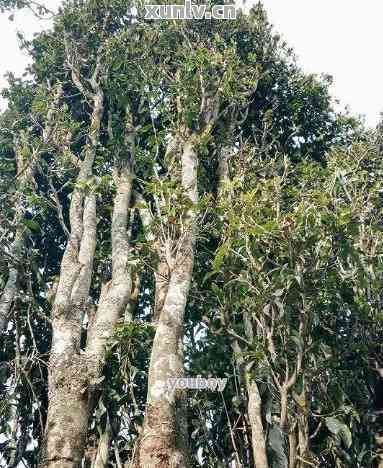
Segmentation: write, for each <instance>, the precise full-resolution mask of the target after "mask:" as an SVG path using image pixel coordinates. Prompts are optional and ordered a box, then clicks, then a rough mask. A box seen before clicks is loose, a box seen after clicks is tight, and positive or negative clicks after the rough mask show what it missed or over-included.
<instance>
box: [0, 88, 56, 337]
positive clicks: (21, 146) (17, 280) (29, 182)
mask: <svg viewBox="0 0 383 468" xmlns="http://www.w3.org/2000/svg"><path fill="white" fill-rule="evenodd" d="M61 97H62V87H61V86H58V87H57V89H56V91H55V95H54V99H53V102H52V106H51V107H50V109H49V111H48V113H47V119H46V123H45V127H44V129H43V144H44V145H46V144H48V143H49V142H50V139H51V136H52V133H53V131H54V123H55V122H54V121H55V112H56V111H57V107H58V105H59V102H60V99H61ZM28 150H29V148H28V137H27V135H26V134H24V133H23V134H21V135H20V137H19V138H16V141H15V153H16V165H17V184H18V189H17V192H16V195H15V201H14V204H15V224H16V233H15V239H14V241H13V243H12V245H11V247H10V251H9V254H10V256H11V258H12V263H10V264H9V271H8V279H7V282H6V284H5V286H4V289H3V292H2V294H1V297H0V333H1V332H3V331H4V330H5V329H6V327H7V324H8V319H9V313H10V310H11V307H12V304H13V302H14V300H15V298H16V296H17V289H18V282H19V265H18V263H19V262H20V261H21V256H22V252H23V248H24V245H25V232H26V228H25V226H24V225H23V224H22V220H23V218H24V215H25V210H26V206H25V202H24V196H23V192H24V191H25V190H26V189H28V188H31V187H33V186H34V184H35V180H34V176H35V172H36V166H37V163H38V157H39V150H37V149H32V151H31V154H30V157H29V158H25V156H24V154H25V152H28V153H29V151H28Z"/></svg>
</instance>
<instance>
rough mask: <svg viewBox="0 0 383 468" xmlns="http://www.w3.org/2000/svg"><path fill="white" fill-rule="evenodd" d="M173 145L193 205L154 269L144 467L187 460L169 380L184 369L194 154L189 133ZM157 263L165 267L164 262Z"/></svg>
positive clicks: (189, 285)
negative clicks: (185, 318) (181, 224)
mask: <svg viewBox="0 0 383 468" xmlns="http://www.w3.org/2000/svg"><path fill="white" fill-rule="evenodd" d="M177 147H178V148H180V153H181V154H180V156H181V172H182V175H181V178H182V180H181V182H182V187H183V188H184V190H185V193H186V194H187V196H188V198H189V199H190V200H191V202H192V204H193V207H192V208H191V209H189V210H188V211H187V213H186V218H187V221H186V222H185V223H184V228H183V231H182V233H181V235H180V238H179V239H178V248H177V253H176V254H174V255H173V256H171V258H170V262H171V265H169V264H168V269H169V270H168V271H169V275H168V279H167V281H166V278H164V275H163V271H159V272H158V275H161V282H159V286H158V288H157V294H156V298H157V310H158V325H157V330H156V334H155V337H154V342H153V349H152V354H151V360H150V368H149V382H148V395H147V406H146V414H145V421H144V427H143V431H142V435H141V438H140V439H141V440H140V446H139V462H138V466H140V467H145V468H152V467H153V468H154V467H156V468H161V467H174V468H175V467H186V466H189V455H188V448H187V441H186V440H185V439H186V438H187V433H186V418H185V409H184V404H183V400H184V398H185V390H183V389H174V390H168V388H167V382H168V379H171V378H178V377H182V376H183V374H184V364H183V359H184V357H183V321H184V313H185V307H186V302H187V297H188V293H189V289H190V284H191V279H192V272H193V263H194V249H195V241H196V211H195V206H196V204H197V202H198V189H197V168H198V159H197V154H196V151H195V148H194V142H193V138H192V137H190V136H189V138H185V139H181V143H180V145H177ZM168 258H169V256H168ZM160 265H161V266H162V267H163V263H162V262H161V263H160ZM162 267H161V270H163V268H162ZM165 281H166V282H165ZM160 299H161V300H160Z"/></svg>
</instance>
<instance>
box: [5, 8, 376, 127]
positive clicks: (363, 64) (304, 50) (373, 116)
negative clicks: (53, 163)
mask: <svg viewBox="0 0 383 468" xmlns="http://www.w3.org/2000/svg"><path fill="white" fill-rule="evenodd" d="M60 3H61V1H60V0H48V1H47V2H46V4H47V5H48V7H49V8H51V9H55V8H57V6H58V5H59V4H60ZM254 3H256V0H248V1H247V2H246V8H245V9H248V8H249V7H250V6H251V5H253V4H254ZM263 3H264V5H265V7H266V10H267V12H268V14H269V18H270V20H271V22H272V23H273V24H274V25H275V27H276V30H277V31H278V32H279V33H281V34H282V36H283V38H284V39H285V40H286V41H287V42H288V44H289V45H290V46H291V47H293V48H294V50H295V52H296V54H297V55H298V59H299V63H300V65H301V66H302V68H303V69H304V70H305V71H306V72H309V73H318V74H320V73H328V74H330V75H332V76H333V77H334V84H333V86H332V94H333V96H334V97H336V98H338V99H339V100H340V103H341V107H344V106H345V105H348V106H349V107H350V110H351V111H352V112H353V113H354V114H362V115H365V117H366V123H367V125H369V126H375V125H376V124H377V122H378V120H379V114H380V112H381V111H382V110H383V86H382V83H383V61H382V60H381V44H382V42H383V41H382V39H383V28H382V27H381V21H382V18H383V2H381V1H378V0H364V2H363V3H362V2H357V1H355V0H353V1H347V0H309V1H302V0H264V1H263ZM237 5H238V6H240V5H242V0H237ZM8 16H9V15H8V14H2V15H0V31H1V32H0V39H1V61H0V88H3V87H4V86H5V85H6V81H5V80H4V78H3V76H4V73H5V72H7V71H12V72H13V73H14V74H15V75H16V76H21V75H22V73H23V72H24V70H25V67H26V65H27V63H28V57H27V55H26V53H25V52H21V51H20V50H19V46H18V40H17V37H16V31H17V30H20V31H22V32H24V33H25V34H26V36H27V37H31V36H32V34H33V33H34V32H37V31H39V30H42V29H44V28H46V27H47V26H49V24H50V22H49V21H46V20H43V21H39V20H38V19H36V18H35V17H34V16H33V14H32V13H31V12H29V11H27V10H22V11H17V12H16V13H15V17H14V21H9V19H8ZM4 108H5V102H4V100H0V110H3V109H4Z"/></svg>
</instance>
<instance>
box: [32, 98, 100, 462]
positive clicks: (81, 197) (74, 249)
mask: <svg viewBox="0 0 383 468" xmlns="http://www.w3.org/2000/svg"><path fill="white" fill-rule="evenodd" d="M93 105H94V107H93V112H92V120H91V128H90V134H89V142H88V144H87V147H86V148H85V154H84V160H83V161H82V163H81V167H80V172H79V175H78V177H77V184H78V185H80V184H82V183H84V182H86V181H87V179H88V178H89V177H90V176H91V174H92V166H93V161H94V157H95V153H96V147H97V144H98V140H99V134H100V124H101V118H102V114H103V109H104V96H103V93H102V91H101V90H98V92H97V93H96V94H95V95H94V99H93ZM69 217H70V226H71V233H70V237H69V240H68V244H67V246H66V249H65V252H64V256H63V259H62V262H61V271H60V279H59V283H58V287H57V293H56V297H55V301H54V304H53V310H52V348H51V355H50V361H49V379H48V385H49V393H48V397H49V408H48V416H47V424H46V428H45V437H44V448H43V450H44V451H43V454H42V455H43V456H42V460H41V465H40V466H42V467H47V468H78V467H80V466H81V460H82V457H83V451H84V447H85V440H86V434H87V429H88V399H87V386H88V379H87V368H86V360H85V359H84V355H83V354H80V337H81V327H82V321H83V317H84V314H85V313H86V312H87V308H88V303H89V289H90V284H91V278H92V270H93V258H94V252H95V248H96V195H95V194H94V193H89V194H87V195H86V194H85V192H84V190H83V189H82V188H81V187H79V186H77V187H76V188H75V189H74V191H73V193H72V197H71V203H70V213H69Z"/></svg>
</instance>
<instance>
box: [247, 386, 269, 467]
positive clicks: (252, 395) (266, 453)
mask: <svg viewBox="0 0 383 468" xmlns="http://www.w3.org/2000/svg"><path fill="white" fill-rule="evenodd" d="M247 394H248V398H249V401H248V405H247V411H248V414H249V420H250V426H251V442H252V446H253V457H254V464H255V466H256V468H268V466H269V463H268V460H267V453H266V441H265V434H264V427H263V423H262V412H261V411H262V401H261V397H260V395H259V390H258V386H257V384H256V382H254V381H249V379H247Z"/></svg>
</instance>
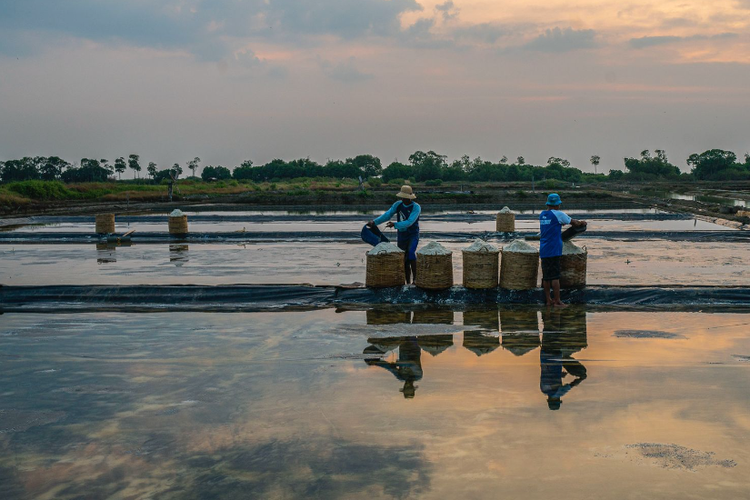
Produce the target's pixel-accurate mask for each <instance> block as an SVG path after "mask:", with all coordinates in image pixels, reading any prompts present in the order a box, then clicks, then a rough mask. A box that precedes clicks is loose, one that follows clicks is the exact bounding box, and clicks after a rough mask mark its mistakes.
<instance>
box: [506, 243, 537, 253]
mask: <svg viewBox="0 0 750 500" xmlns="http://www.w3.org/2000/svg"><path fill="white" fill-rule="evenodd" d="M503 252H512V253H537V249H536V248H534V247H532V246H531V245H529V244H528V243H526V242H525V241H523V240H513V241H512V242H510V243H509V244H507V245H505V246H504V247H503Z"/></svg>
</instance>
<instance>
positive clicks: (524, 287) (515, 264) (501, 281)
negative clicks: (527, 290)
mask: <svg viewBox="0 0 750 500" xmlns="http://www.w3.org/2000/svg"><path fill="white" fill-rule="evenodd" d="M501 252H502V258H501V263H500V288H505V289H507V290H531V289H533V288H536V284H537V278H538V276H539V250H537V249H536V248H534V247H532V246H531V245H529V244H528V243H526V242H525V241H523V240H514V241H513V242H511V243H510V244H508V245H505V246H504V247H503V249H502V250H501Z"/></svg>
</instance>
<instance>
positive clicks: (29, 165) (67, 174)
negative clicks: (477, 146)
mask: <svg viewBox="0 0 750 500" xmlns="http://www.w3.org/2000/svg"><path fill="white" fill-rule="evenodd" d="M600 161H601V158H600V157H599V156H597V155H594V156H592V157H591V159H590V162H591V164H592V165H593V167H594V170H595V172H596V170H597V168H598V165H599V164H600ZM200 162H201V159H200V158H198V157H195V158H194V159H192V160H190V161H188V162H187V164H186V166H187V168H188V169H189V170H191V171H192V178H197V177H196V171H197V170H198V169H199V168H200ZM687 164H688V166H690V167H691V171H690V173H683V172H681V171H680V169H679V168H678V167H677V166H676V165H674V164H672V163H671V162H670V161H669V159H668V158H667V154H666V152H665V151H664V150H661V149H657V150H655V151H654V153H653V154H652V153H651V152H650V151H649V150H644V151H641V153H640V155H639V156H637V157H630V158H624V167H625V170H624V171H623V170H610V171H609V173H607V174H603V173H601V174H600V173H593V174H592V173H587V172H583V171H582V170H580V169H579V168H576V167H573V166H571V164H570V162H569V161H568V160H566V159H564V158H558V157H550V158H549V159H548V160H547V163H546V164H545V165H531V164H527V163H526V160H525V159H524V157H523V156H519V157H517V158H516V159H515V161H510V160H509V159H508V158H507V157H505V156H503V157H502V158H501V159H500V160H499V161H496V162H493V161H487V160H483V159H481V158H479V157H477V158H474V159H471V158H470V157H469V156H468V155H464V156H462V157H461V158H459V159H457V160H454V161H451V162H449V161H448V160H447V157H446V156H445V155H440V154H438V153H435V152H434V151H428V152H424V151H417V152H415V153H414V154H412V155H410V156H409V159H408V161H407V162H405V163H402V162H399V161H394V162H392V163H390V164H389V165H388V166H387V167H385V168H383V166H382V164H381V161H380V159H379V158H378V157H376V156H372V155H358V156H355V157H353V158H347V159H345V160H328V161H326V163H325V164H319V163H317V162H315V161H313V160H311V159H309V158H301V159H298V160H292V161H285V160H281V159H275V160H272V161H270V162H268V163H266V164H264V165H258V166H256V165H254V164H253V162H252V161H250V160H247V161H244V162H242V164H240V165H239V166H237V167H235V168H234V169H233V170H231V171H230V170H229V169H228V168H227V167H224V166H221V165H218V166H213V165H208V166H206V167H204V168H203V170H202V172H201V178H202V179H203V180H204V181H213V180H229V179H235V180H238V181H243V180H245V181H253V182H265V181H277V180H288V179H298V178H304V177H307V178H316V177H328V178H343V179H359V178H362V179H372V178H380V179H382V181H383V182H393V181H398V180H400V179H401V180H412V181H415V182H432V183H441V182H443V181H478V182H513V181H535V180H547V179H554V180H559V181H565V182H572V183H579V182H586V181H607V180H635V181H650V180H677V179H686V180H687V179H698V180H750V155H748V154H745V156H744V162H741V161H739V160H738V158H737V155H736V154H735V153H733V152H731V151H724V150H721V149H711V150H707V151H704V152H703V153H700V154H698V153H696V154H692V155H690V156H689V157H688V158H687ZM128 169H130V170H132V171H133V174H134V178H135V179H139V178H140V176H141V171H142V169H143V167H142V162H141V159H140V156H139V155H137V154H131V155H128V156H127V157H124V156H121V157H119V158H117V159H115V160H114V161H113V162H110V161H109V160H106V159H92V158H83V159H81V161H80V163H79V164H73V163H69V162H67V161H65V160H63V159H62V158H60V157H57V156H50V157H44V156H37V157H24V158H21V159H18V160H8V161H4V162H0V181H2V182H3V183H7V182H16V181H27V180H49V181H52V180H59V181H63V182H65V183H81V182H107V181H111V180H113V179H119V180H121V179H122V174H123V173H125V172H126V170H128ZM146 174H147V175H148V177H150V179H151V181H152V182H155V183H159V182H162V181H164V180H167V181H169V180H170V179H171V180H174V179H178V178H180V176H181V175H182V174H183V169H182V167H181V166H180V164H179V163H174V164H173V165H172V166H171V167H169V168H165V169H159V167H158V166H157V164H156V163H154V162H149V163H148V164H147V166H146Z"/></svg>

### [Work to complete]
Each line in the records above that contains the word "loose" must be copied.

### [Response]
Segmentation: write, for each <instance>, the precise full-resolution mask of the target after "mask:" as an SVG path using image pixel coordinates. Prompts are optional and ordered a box, then clicks, then a rough mask. A box seen before clicks is loose, a box seen after clicks is tight, and positive or negative clicks after the rough mask show what it missed or over-included.
Produce the target's pixel-accurate mask for each <instance> block as an SVG path after "mask:", with all coordinates in image pixels, reading any prompts present in the order a box, then clicks, then a rough mask. A box that precedes clicks is loose, one that follows clicks is the exact bounding box, and clicks after a rough mask mark its mistakes.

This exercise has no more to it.